Zadanie do wykonania:
Przepisz dosłownie z poniższego wpisu o lalce Blythe wszystko od słów „Odziałam blythe w” aż do słów „Czary - mary...”.

Wybrany fragment:
══════════════════════════════

Jestem w dobrym humorze mam nadmiar energii i są przypuszczenia, że ADHD też xD
Akra jeszcze nie wróciła. Wiec skąd ta radość? No właśnie sama nie wiem. Może to dla tego, że wolne się zbliża.
Wynikiem mojego ADHD była pokaźna ilość zdjęć peti blythe. Oszalałam do reszty... Po prostu tęsknię za falbankami, kwiatuszkami i takimi pierdółkami.
Odziałam blythe w falbanki i beztrosko wybiegłam na dwór. Mój beztroski spacer nie trwał niestety długo, ponieważ zaraz przypałętał się mój pies, który miał wyraźną chęć skosztować stopę lalki xD
Z 30 zdjęć udało mi się wybrać 6:
Czary - mary...
Akra na pewno nie będzie zadowolona, że ktoś podjadał jej galaretkę w proszku
Był jeszcze jeden kwiatek tylko wiatr go zwiał...

══════════════════════════════

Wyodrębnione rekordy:
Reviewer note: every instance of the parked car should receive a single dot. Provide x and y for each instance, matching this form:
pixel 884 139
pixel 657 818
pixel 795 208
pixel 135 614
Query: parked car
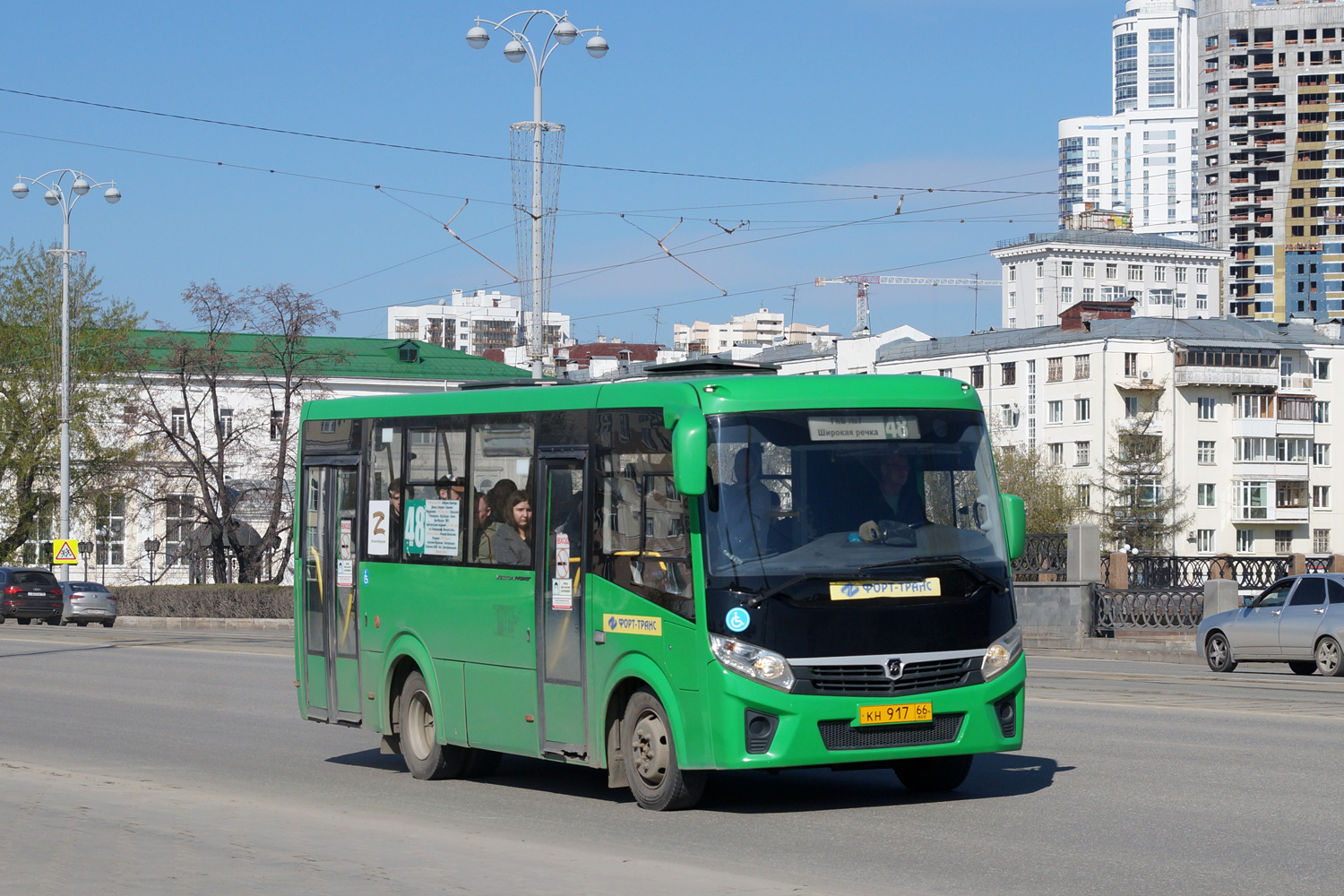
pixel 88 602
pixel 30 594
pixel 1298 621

══════════════════════════════

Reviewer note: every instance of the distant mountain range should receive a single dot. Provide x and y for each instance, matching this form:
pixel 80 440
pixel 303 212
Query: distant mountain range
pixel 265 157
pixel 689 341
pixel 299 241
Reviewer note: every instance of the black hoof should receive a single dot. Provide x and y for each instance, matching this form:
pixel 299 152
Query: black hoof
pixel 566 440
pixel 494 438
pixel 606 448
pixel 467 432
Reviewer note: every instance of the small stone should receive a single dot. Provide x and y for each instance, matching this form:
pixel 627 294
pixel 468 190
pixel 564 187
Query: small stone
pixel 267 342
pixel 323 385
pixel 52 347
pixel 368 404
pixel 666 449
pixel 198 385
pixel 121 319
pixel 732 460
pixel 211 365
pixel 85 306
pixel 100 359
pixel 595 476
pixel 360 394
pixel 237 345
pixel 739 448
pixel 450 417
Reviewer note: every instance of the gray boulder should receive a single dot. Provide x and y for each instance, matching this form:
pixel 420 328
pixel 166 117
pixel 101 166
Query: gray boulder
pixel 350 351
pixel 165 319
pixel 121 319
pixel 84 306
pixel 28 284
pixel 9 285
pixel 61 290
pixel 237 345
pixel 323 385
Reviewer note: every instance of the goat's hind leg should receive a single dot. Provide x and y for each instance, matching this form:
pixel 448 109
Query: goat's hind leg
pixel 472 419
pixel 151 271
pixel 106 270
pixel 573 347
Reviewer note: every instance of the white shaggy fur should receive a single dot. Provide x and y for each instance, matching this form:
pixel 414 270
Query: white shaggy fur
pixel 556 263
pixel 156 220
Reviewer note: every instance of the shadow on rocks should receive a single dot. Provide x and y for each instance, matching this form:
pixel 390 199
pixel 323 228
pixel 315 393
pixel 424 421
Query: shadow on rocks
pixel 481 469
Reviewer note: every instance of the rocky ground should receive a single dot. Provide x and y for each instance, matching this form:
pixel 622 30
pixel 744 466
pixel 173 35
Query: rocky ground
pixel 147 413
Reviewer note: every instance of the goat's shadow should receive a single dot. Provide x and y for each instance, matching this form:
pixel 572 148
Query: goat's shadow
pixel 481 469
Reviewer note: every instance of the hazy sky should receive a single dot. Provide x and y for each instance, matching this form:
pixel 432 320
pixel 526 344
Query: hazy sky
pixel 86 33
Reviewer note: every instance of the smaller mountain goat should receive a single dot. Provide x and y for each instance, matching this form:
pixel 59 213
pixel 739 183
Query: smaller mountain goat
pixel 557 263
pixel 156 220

══════════════════════════════

Odpowiedź:
Odziałam blythe w falbanki i beztrosko wybiegłam na dwór. Mój beztroski spacer nie trwał niestety długo, ponieważ zaraz przypałętał się mój pies, który miał wyraźną chęć skosztować stopę lalki xD
Z 30 zdjęć udało mi się wybrać 6:
Czary - mary...